> Passage for review:
It always gets me that lives go on without me. How can that be. I’m not involved. Lives spark, light flame intensely and then die out to smoulder in other people’s memories. Here Nanna & Grandad, Lily & James Coghlan are living their daily lives in the 1930s. I think this was them in Brighton.

She was a seamstress and he was a furniture restorer just reading in the sunshine – he, the ‘Dandy’ he was and she, the quiet, unassuming one. Their lives flickered and burned out – her’s all to soon – and now they are the smouldering embers of our family memories.

Grandad and I watched wrestling on ATV television in the 1950s. Nana cooked massive Victoria Sponge Cakes for tea. And here I am, living within a few miles of their origins. I am doing what I said I would do, going back to touch my past. I want them to know that I haven’t forgotten them.

Housekeeper returns – looking radiant and beautiful (she says) – it is 1.00 pm and the temperature has just reached 28C/83F. It feels lovely although something happened to me yesterday which has never happened before. I sunburned the top of my head. My hair is growing finer and thinner and this process has been hastened by radiotherapy. I am more vulnerable now to the strong sunshine but I look ridiculous in a hat. Going to have to walk round with my hand on my head to protect it.

> Data excerpts:
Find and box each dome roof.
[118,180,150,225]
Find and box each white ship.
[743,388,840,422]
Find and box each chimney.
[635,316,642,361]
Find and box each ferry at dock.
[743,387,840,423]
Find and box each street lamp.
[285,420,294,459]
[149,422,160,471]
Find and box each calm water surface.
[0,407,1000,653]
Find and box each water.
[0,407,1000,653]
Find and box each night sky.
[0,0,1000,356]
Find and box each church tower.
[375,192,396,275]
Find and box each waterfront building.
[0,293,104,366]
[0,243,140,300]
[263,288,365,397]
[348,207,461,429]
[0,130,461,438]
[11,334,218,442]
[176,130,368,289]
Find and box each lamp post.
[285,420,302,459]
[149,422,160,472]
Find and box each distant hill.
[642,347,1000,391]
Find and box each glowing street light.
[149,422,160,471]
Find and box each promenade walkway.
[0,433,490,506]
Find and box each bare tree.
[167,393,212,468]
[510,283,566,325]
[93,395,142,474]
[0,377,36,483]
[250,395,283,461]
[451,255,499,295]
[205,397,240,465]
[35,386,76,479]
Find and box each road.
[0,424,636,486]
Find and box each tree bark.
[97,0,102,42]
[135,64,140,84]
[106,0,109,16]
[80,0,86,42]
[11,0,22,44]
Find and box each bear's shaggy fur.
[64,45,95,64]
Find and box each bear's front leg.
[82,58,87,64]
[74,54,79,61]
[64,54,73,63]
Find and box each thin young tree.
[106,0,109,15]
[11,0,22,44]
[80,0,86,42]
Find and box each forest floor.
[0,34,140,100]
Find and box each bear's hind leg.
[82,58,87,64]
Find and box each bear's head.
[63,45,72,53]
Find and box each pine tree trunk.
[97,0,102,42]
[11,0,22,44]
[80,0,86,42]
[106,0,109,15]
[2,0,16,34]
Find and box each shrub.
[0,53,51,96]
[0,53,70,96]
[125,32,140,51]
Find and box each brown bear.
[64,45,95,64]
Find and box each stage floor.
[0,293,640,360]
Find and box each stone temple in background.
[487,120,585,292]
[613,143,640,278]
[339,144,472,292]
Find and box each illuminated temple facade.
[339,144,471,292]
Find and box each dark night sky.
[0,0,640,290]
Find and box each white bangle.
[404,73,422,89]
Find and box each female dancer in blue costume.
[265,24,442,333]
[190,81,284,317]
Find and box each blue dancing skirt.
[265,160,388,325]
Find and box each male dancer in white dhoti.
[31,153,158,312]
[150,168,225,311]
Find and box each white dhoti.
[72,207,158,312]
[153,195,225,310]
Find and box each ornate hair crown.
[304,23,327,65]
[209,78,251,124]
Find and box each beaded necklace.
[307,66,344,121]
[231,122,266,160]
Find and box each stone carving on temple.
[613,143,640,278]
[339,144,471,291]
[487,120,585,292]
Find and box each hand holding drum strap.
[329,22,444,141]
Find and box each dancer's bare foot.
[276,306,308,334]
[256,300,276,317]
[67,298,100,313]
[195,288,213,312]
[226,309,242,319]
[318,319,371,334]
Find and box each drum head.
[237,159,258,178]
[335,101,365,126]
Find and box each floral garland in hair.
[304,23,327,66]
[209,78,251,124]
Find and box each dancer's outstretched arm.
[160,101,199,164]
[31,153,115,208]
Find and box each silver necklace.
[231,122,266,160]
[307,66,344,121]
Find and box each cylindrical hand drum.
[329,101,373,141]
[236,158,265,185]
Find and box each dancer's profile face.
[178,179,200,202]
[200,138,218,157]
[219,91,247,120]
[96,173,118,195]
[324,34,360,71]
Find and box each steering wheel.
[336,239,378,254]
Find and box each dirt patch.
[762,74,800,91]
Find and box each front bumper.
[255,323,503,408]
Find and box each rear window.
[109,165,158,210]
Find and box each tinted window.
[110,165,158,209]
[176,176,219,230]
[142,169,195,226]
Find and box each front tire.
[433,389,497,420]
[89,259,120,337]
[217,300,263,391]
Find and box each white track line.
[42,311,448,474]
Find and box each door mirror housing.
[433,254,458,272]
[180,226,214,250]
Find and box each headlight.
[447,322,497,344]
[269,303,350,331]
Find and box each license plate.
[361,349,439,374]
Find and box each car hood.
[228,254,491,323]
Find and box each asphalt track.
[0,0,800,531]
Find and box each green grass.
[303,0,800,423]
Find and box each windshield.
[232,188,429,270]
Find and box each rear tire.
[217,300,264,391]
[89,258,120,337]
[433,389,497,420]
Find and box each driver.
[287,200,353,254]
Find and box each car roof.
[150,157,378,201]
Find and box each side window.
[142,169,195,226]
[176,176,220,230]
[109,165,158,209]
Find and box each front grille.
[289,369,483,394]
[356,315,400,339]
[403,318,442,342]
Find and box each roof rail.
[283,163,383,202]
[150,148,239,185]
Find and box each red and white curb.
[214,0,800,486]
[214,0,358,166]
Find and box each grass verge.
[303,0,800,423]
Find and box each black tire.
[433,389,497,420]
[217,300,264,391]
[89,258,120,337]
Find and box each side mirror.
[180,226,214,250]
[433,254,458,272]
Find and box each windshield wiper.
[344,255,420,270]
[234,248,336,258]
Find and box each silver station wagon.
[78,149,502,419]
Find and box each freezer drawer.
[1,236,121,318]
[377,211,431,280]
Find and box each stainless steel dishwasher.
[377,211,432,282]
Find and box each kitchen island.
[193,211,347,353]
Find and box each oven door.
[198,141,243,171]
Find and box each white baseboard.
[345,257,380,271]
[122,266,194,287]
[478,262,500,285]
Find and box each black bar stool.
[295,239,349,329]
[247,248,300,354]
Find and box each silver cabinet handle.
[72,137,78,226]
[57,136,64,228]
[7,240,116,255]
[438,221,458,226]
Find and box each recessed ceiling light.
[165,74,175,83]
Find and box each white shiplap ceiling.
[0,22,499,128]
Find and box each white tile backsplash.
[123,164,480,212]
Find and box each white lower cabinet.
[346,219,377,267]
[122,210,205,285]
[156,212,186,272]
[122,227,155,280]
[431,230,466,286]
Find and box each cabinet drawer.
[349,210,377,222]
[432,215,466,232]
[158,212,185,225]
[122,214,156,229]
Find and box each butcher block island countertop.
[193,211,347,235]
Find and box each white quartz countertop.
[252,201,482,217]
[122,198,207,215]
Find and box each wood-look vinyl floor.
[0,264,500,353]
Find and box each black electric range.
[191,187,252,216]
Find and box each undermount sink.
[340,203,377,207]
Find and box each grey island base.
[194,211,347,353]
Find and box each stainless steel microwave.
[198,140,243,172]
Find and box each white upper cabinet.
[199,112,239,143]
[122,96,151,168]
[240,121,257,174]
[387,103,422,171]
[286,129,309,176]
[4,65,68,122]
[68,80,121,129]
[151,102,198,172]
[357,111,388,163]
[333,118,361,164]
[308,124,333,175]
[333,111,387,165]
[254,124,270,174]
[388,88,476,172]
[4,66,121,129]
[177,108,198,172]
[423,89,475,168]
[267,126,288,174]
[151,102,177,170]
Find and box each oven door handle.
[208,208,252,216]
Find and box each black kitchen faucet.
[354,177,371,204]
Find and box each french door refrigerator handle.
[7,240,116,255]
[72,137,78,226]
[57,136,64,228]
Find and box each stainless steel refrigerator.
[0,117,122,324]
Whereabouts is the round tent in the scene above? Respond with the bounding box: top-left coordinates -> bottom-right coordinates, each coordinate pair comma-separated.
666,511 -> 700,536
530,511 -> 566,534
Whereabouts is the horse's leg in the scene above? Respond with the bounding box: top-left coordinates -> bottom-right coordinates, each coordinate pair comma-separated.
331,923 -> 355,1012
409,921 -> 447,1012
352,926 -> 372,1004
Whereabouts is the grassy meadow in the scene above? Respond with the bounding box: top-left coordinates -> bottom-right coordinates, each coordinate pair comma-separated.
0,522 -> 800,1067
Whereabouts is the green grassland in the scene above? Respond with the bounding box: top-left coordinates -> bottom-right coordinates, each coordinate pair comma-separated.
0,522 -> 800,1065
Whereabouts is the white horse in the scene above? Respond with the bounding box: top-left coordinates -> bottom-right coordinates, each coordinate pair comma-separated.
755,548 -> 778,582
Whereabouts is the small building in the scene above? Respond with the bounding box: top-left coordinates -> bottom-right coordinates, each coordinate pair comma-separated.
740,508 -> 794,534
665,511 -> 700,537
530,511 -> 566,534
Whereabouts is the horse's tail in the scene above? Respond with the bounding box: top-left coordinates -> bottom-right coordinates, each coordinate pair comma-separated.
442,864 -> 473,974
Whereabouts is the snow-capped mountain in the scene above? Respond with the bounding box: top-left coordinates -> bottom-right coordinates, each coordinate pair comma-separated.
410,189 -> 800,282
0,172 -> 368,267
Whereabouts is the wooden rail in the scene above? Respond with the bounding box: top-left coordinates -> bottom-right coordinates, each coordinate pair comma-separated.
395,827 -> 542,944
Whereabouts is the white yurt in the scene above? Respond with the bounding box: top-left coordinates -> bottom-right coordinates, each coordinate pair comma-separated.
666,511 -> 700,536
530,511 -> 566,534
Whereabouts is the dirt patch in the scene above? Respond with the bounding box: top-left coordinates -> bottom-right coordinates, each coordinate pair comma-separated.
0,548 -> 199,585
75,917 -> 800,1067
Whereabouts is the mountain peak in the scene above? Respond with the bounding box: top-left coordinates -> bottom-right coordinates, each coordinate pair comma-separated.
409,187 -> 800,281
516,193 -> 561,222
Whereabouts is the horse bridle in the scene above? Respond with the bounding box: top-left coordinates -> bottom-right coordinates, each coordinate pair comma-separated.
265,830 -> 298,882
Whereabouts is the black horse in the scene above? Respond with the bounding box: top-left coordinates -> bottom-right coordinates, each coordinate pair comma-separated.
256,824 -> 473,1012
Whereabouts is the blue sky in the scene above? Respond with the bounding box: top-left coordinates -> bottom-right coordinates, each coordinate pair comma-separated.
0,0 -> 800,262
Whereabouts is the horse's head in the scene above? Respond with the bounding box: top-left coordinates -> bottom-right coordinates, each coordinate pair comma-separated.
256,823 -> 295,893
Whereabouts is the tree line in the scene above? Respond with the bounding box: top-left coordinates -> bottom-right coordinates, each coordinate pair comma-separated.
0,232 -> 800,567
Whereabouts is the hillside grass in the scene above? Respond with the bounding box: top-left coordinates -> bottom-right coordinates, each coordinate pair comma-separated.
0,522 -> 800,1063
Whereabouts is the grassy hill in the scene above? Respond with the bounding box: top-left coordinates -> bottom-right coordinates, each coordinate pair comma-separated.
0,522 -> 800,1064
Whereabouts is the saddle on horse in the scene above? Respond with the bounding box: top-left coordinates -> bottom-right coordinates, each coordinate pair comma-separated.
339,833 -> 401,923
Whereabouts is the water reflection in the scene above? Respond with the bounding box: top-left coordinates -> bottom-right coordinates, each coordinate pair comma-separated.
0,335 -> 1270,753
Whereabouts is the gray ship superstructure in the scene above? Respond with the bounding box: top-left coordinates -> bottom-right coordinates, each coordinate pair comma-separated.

> Questions on the material:
1 > Please output the passage about Nanna and Grandad word for word, between "Grandad and I" and "haven’t forgotten them.", inclusive.
2 > Write the next part of the passage about Nanna and Grandad, picking up after its final sentence.

> Set of answers:
1 >
Grandad and I watched wrestling on ATV television in the 1950s. Nana cooked massive Victoria Sponge Cakes for tea. And here I am, living within a few miles of their origins. I am doing what I said I would do, going back to touch my past. I want them to know that I haven’t forgotten them.

2 >
Friday, 2nd May, 2025

Delicious weather continues. The garden is loving it. Everybody’s garden is loving it. Walking around the area is a delight of colour and freshness. The wisteria in every form is delightful and the red, Photinia hedges are a riotous backdrop to green and luscious lawns.

Wisley Wisteria Walk

Every other house has some form of wisteria, it seems, but none could compare to the Wisley Wisteria Walk from the RHS gardens in Woking where we used to live. Paired up with the lovely mauve of mophead Aliums beneath is inspired.

It immediately reminded me of Monet’s Garden at Giverny from more than a century ago. It is amazing how well plants do down here compared to our efforts in the North of England. On my walk today, I passed this glorious Ceanothus Tree on the roadside and this elegant Wisteria on a house next to me.

Definitely, Housekeeper-week this week. Yesterday Beautician’s. Today Hairdresser’s. Back home to collect a delivery of new shoes for …. well, not me.

The bad news arrived in the post. Two poor, old, failing pensioner ex-teachers are now expected to pay Higher Rate income tax. I didn’t see that coming. It is the consequence of higher investment rates I suppose even though I am trying to shelter it in tax-free savings but still they’ve got us. Thinking of moving off-shore. Well, one can dream ….

Saturday, 3rd May, 2025

Warm night. Already sleeping on top of the bed. Living in shorts and tee shirt. Behaving as if Summer was in full swing. Warm morning although a little hazy. Currently, we are forecast for little chance of rain for the next two weeks which is a little worrying. We are already hearing rumblings of hosepipe bans on the horizon.

Still, we are going to be away for quite a large part of the Summer so the garden will have to get on with it. On this day 15 years ago, we had driven down to the fishing bay of Faros (Φάρος – Lighthouse). It is a lovely, sleepy place to have Lunch out of Season.

Faros ( Φάρος)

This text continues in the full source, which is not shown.